● **GOAL OF THE EXERCISE**
Every entry below must appear again, exactly as written.

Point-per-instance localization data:
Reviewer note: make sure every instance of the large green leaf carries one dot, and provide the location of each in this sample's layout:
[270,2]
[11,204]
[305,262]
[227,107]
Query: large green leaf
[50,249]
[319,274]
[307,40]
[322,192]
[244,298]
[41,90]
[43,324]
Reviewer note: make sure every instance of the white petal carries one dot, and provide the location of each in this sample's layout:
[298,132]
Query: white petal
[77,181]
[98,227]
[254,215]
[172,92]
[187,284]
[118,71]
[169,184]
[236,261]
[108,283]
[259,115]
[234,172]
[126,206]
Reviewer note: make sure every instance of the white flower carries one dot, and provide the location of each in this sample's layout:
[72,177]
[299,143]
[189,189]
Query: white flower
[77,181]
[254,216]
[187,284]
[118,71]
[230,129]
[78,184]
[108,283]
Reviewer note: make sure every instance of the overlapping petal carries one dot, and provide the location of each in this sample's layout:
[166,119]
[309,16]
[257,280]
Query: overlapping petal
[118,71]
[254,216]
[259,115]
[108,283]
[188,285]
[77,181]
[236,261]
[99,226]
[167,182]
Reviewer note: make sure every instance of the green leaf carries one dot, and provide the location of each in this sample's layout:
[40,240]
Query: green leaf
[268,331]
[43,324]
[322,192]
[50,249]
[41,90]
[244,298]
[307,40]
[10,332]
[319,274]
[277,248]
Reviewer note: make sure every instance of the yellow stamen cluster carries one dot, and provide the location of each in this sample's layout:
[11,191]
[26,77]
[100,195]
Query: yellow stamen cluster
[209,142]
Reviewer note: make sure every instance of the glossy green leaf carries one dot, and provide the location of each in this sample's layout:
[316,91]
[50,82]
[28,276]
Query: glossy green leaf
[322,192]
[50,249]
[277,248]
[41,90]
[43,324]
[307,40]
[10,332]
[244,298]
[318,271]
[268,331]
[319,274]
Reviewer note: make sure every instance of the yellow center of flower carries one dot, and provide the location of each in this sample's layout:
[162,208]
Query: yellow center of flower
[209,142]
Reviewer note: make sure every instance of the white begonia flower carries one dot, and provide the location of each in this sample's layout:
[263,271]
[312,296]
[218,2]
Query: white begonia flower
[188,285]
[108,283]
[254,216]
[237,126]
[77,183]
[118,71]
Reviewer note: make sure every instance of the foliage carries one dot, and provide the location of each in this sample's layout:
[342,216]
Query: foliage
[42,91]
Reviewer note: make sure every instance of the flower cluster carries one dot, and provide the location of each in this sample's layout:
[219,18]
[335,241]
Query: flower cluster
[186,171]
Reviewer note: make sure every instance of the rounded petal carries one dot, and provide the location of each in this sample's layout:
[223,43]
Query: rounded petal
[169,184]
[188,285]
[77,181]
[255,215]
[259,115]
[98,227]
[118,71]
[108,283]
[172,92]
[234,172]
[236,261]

● **ANSWER FOR THIS EXERCISE**
Reviewer note: make sure every instance of the large green leaf carries one dot, and provide the location of each in this sample's layout:
[270,2]
[11,204]
[305,262]
[227,107]
Query: large green leaf
[50,249]
[319,274]
[307,40]
[322,192]
[244,298]
[41,90]
[43,324]
Reviewer note: make sure every instance of the white petal carries one dot, and provide the location of each in this sample's layout:
[298,132]
Query: white petal
[77,181]
[98,227]
[254,215]
[172,92]
[187,284]
[118,71]
[169,184]
[236,261]
[108,283]
[259,115]
[234,172]
[126,206]
Reviewer note: make sure every instance of the white flower carries one dot, and provide the location of each in this sample's layout:
[72,177]
[299,143]
[189,189]
Query: white flower
[77,181]
[254,216]
[187,284]
[118,71]
[230,129]
[78,184]
[108,283]
Reviewer note: make sure every instance of the overlapping petal carries one dot, and provide the location of each in this sample's layout:
[166,119]
[309,16]
[257,280]
Query: overlapping petal
[118,71]
[254,216]
[259,115]
[108,283]
[188,285]
[77,181]
[236,261]
[99,226]
[167,182]
Reviewer note: make sure every instance of the green leaf carries one dot, and provide the location of each in this sample's layout:
[40,240]
Query: green leaf
[268,331]
[43,324]
[322,192]
[50,249]
[41,90]
[244,298]
[307,40]
[10,332]
[319,274]
[277,248]
Reviewer note: make sure every instance of the yellow stamen cluster carries one dot, and provide the location of each in this sample's layout:
[11,191]
[26,77]
[100,195]
Query: yellow stamen cluster
[209,142]
Reviewer note: make sure every instance of the glossy green leaf carries one dot, and provide the location of each in this sample's layout:
[316,91]
[50,82]
[28,276]
Query: glossy green leaf
[322,192]
[50,249]
[277,248]
[41,90]
[43,324]
[307,40]
[10,332]
[244,298]
[318,271]
[268,331]
[319,274]
Reviewer note: make sure every instance of the yellow center of flower carries one dot, and provide the location of each in this sample's layout:
[162,208]
Query: yellow center of flower
[209,142]
Reviewer note: make sure every instance of the white begonia flower carries one dot, and provide the location of each in this sample's layout:
[263,271]
[312,296]
[218,2]
Query: white begonia flower
[188,285]
[108,283]
[254,216]
[237,126]
[77,183]
[118,71]
Reviewer note: make sure every instance of the foliage carries one dot, and provide the location of each in this sample's layout:
[342,216]
Query: foliage
[42,91]
Reviewer note: make sure every instance of the flower cluster carries one dot, and provide the location of each in this sample's layout:
[219,18]
[335,241]
Query: flower cluster
[186,171]
Reviewer note: make sure every instance of the rounded petal carries one dot, and provide the location of each in this sample's layout:
[223,43]
Query: rounded petal
[169,184]
[188,285]
[77,181]
[255,215]
[259,115]
[98,227]
[118,71]
[108,283]
[172,92]
[234,172]
[236,261]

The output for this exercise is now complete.